WHAT YOU HAVE TO DO | Please print everything from the line containing "For each target, the" down to the line containing "box: [200, 178, 211, 200]", both included, reproducing each line exactly.

******************************

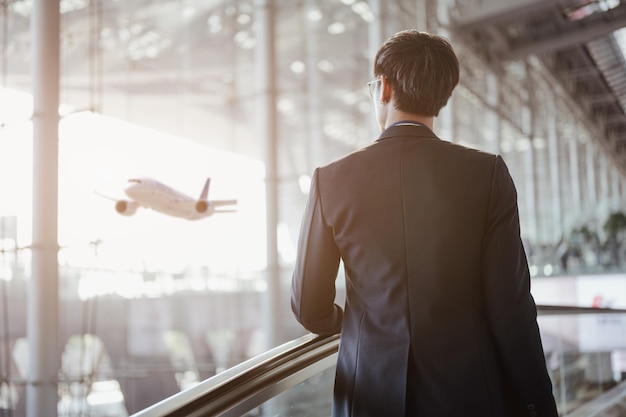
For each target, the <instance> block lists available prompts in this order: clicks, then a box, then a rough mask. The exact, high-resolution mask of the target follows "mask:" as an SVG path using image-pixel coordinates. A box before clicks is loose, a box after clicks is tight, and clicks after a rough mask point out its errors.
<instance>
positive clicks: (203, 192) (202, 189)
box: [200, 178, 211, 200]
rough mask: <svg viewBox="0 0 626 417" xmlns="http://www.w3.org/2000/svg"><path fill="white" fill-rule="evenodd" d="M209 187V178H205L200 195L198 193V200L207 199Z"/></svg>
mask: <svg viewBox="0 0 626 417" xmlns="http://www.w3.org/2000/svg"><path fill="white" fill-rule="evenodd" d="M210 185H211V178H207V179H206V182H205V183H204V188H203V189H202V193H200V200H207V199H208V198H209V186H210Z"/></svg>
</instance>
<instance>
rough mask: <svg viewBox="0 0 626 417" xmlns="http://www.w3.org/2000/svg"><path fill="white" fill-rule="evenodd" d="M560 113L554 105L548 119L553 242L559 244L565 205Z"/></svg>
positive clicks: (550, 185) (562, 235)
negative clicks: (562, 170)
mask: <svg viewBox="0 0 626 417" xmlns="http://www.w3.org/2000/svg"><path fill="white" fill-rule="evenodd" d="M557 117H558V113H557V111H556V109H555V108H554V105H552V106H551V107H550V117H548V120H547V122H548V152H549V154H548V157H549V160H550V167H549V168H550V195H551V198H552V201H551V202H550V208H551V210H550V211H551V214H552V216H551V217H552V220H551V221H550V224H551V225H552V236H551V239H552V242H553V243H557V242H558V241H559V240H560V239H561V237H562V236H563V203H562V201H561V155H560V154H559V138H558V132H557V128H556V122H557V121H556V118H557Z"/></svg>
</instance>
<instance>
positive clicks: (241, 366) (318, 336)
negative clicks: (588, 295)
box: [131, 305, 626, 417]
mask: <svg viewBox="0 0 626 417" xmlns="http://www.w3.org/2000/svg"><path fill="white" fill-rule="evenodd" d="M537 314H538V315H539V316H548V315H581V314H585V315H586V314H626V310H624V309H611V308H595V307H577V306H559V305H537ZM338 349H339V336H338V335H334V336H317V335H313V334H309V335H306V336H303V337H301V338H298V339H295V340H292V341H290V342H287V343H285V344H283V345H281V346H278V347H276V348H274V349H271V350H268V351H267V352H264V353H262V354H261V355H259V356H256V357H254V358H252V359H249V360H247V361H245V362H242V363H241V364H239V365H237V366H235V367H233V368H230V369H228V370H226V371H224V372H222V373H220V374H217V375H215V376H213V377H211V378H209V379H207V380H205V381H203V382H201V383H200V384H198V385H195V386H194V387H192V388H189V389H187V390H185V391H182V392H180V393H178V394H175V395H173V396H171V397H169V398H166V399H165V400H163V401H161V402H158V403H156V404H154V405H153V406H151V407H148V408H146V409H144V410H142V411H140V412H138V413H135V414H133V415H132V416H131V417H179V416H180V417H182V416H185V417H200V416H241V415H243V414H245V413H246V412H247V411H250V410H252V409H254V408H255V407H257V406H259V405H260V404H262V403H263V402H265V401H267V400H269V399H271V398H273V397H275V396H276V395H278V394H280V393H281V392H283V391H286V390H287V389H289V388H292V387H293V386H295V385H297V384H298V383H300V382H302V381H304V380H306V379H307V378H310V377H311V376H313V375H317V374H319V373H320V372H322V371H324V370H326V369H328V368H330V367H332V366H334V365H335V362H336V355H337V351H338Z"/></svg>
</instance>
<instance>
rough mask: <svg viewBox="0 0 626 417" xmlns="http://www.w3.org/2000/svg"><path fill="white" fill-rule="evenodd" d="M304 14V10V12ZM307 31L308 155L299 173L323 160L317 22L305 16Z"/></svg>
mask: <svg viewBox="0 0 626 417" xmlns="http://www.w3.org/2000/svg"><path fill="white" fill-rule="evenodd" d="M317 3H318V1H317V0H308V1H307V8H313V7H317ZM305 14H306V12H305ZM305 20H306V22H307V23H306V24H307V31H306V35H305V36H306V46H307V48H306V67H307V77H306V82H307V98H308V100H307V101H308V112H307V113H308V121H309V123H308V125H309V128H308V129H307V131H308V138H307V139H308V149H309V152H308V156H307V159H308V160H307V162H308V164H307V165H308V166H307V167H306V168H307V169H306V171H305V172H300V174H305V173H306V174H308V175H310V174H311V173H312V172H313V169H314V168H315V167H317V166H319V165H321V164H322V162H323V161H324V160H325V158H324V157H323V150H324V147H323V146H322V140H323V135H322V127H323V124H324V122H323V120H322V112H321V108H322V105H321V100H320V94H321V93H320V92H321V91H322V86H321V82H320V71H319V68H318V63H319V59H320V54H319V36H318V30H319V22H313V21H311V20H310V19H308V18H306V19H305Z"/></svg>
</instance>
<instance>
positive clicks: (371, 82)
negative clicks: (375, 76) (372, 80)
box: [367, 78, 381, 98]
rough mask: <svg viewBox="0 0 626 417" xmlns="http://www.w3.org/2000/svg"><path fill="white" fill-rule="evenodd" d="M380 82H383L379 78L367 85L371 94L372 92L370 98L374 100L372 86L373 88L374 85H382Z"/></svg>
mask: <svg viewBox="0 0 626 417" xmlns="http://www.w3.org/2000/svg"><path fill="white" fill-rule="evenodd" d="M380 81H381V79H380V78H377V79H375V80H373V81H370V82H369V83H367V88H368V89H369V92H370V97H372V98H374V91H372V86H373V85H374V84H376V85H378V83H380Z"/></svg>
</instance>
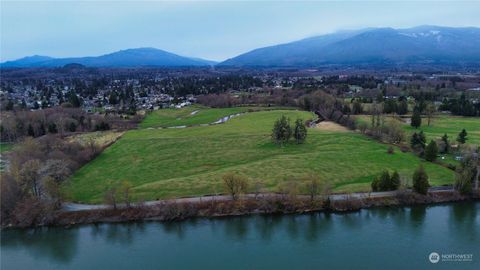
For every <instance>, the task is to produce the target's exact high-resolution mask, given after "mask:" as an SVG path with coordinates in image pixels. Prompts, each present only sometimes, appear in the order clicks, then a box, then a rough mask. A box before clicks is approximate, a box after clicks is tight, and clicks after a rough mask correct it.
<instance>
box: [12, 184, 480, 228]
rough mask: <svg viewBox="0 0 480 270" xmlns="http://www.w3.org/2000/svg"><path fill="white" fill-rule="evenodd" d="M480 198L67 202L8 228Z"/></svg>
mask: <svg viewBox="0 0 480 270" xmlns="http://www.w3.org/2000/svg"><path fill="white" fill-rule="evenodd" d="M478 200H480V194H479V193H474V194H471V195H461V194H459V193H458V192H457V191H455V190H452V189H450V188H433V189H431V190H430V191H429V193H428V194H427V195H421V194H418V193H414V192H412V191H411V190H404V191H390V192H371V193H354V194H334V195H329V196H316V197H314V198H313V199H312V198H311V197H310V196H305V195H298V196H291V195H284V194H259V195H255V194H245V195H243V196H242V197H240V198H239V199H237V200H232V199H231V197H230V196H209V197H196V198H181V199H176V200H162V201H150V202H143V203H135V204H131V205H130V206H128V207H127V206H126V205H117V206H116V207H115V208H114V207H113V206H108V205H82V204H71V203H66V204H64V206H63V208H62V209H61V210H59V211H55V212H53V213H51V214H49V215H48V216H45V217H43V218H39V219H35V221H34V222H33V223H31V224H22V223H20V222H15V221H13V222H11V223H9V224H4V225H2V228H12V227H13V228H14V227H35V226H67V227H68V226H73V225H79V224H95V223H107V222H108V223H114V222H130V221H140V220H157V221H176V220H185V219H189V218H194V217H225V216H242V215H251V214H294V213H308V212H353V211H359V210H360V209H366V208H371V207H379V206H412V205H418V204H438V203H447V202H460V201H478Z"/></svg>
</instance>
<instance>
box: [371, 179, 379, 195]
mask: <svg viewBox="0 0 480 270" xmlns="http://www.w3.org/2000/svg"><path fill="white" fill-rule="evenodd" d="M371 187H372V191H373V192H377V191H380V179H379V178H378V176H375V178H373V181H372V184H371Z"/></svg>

******************************

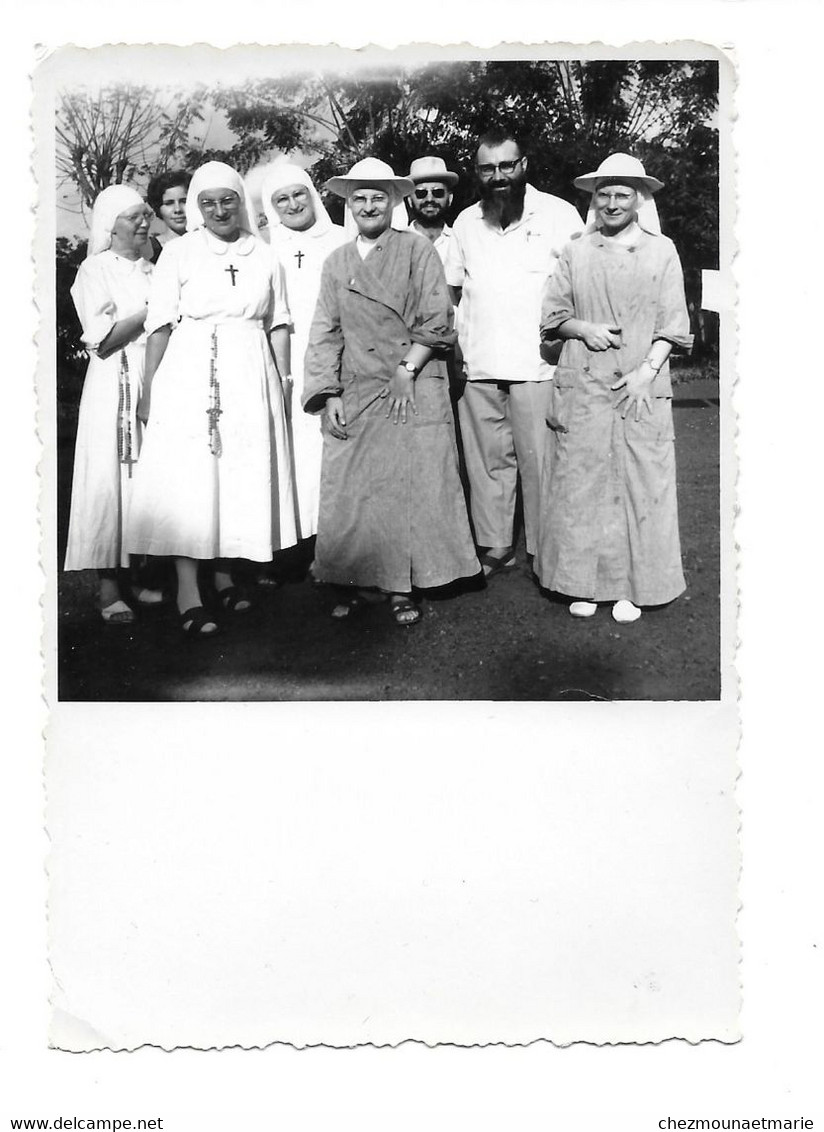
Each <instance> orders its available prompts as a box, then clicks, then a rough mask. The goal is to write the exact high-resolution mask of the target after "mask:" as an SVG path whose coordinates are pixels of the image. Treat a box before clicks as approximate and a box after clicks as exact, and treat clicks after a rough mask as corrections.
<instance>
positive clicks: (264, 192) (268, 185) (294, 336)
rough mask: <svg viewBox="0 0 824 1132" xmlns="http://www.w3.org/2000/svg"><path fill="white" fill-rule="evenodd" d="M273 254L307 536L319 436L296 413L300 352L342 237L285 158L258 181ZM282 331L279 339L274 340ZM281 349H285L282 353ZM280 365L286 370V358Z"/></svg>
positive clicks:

******************************

ANSWER BOX |
For each target, the <instance> block lists available prompts in this order: clicks, then a box, then a rough mask. The exact, high-resolution mask of the target follows "mask:" as an SVG path using image-pixel coordinates. A box before clicks is loose, a box after clicks is tight, and clicks after a rough mask point out its errors.
<instance>
positive clicks: (203, 192) (202, 189)
box: [200, 178, 211, 200]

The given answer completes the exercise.